» TASK STATEMENT:
Please print all of the material below, word for word.

» INFORMATION SHOWN:
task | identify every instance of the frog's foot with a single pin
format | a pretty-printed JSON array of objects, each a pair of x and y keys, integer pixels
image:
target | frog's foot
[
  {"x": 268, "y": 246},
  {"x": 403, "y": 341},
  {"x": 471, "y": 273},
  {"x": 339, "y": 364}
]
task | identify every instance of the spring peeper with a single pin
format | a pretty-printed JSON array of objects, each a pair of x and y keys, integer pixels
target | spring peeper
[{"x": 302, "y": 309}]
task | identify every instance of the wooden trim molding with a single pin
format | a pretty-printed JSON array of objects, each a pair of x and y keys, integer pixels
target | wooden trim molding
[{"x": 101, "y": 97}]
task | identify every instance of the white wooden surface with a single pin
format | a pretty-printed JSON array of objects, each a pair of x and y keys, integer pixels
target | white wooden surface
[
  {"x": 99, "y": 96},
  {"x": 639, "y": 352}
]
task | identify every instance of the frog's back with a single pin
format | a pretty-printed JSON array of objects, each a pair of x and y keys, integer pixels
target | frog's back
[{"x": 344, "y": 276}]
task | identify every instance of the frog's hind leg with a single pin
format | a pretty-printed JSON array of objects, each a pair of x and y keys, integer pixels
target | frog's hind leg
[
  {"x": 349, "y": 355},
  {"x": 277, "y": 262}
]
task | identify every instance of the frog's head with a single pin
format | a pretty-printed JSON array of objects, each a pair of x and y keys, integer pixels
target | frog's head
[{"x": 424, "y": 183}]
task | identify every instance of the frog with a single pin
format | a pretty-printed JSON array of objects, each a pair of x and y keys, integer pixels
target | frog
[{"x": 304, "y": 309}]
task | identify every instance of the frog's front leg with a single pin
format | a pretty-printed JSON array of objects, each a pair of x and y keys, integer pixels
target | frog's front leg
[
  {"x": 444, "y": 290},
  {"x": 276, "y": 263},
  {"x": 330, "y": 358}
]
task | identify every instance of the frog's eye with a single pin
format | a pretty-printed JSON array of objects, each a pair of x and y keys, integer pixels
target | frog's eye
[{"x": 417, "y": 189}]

» TASK ANSWER:
task | identify every instance of the frog's foot with a single pin
format | a pretty-printed JSON array of objects, each a pair of x and y keys, integer pixels
image:
target | frog's foot
[
  {"x": 268, "y": 246},
  {"x": 403, "y": 341},
  {"x": 471, "y": 273},
  {"x": 339, "y": 364}
]
task | identify every instance of the spring peeper with a single pin
format | a pretty-printed JSON array of objects, each a pair of x and y keys, integer pixels
target | spring peeper
[{"x": 302, "y": 309}]
task | identify every instance of the wooden trim molding with a single pin
format | a pretty-printed JSON array of objects, each a pair of x and y keys, integer pixels
target | wooden trim molding
[{"x": 101, "y": 97}]
task | identify every instance of the white wooden surface with a single pin
format | a pretty-printed JSON array of objects, each a pair of x and y keys, integer pixels
target | white wooden surface
[
  {"x": 99, "y": 96},
  {"x": 639, "y": 352}
]
task | identify every instance of the frog's back with a single pin
format | a pretty-printed JSON array of objects, each a pair of x and y keys, integer pixels
target | frog's back
[{"x": 344, "y": 276}]
task | identify every instance of the frog's hind leg with a single pin
format | a pretty-printed JSON array of objects, each a pair of x and y keys, integer pixels
target | frog's hind leg
[
  {"x": 349, "y": 355},
  {"x": 277, "y": 262}
]
task | identify every instance of the frog's head with a single pin
format | a pretty-printed JSON array of objects, each a pair of x and y keys, integer pixels
target | frog's head
[{"x": 424, "y": 183}]
task | identify every instance of the frog with a single pin
format | a pretty-printed JSON array of objects, each a pair of x and y keys, integer pixels
target | frog
[{"x": 304, "y": 309}]
task | identify every instance of the frog's front leg with a single pin
format | a pretty-printed JSON array of objects, each a pair of x and y keys, integer pixels
target | frog's front leg
[
  {"x": 444, "y": 290},
  {"x": 276, "y": 263},
  {"x": 330, "y": 358}
]
task | identify every instance of the frog's eye with a single pin
format | a pretty-printed JSON array of objects, each a pair of x and y keys, integer pixels
target | frog's eye
[{"x": 417, "y": 189}]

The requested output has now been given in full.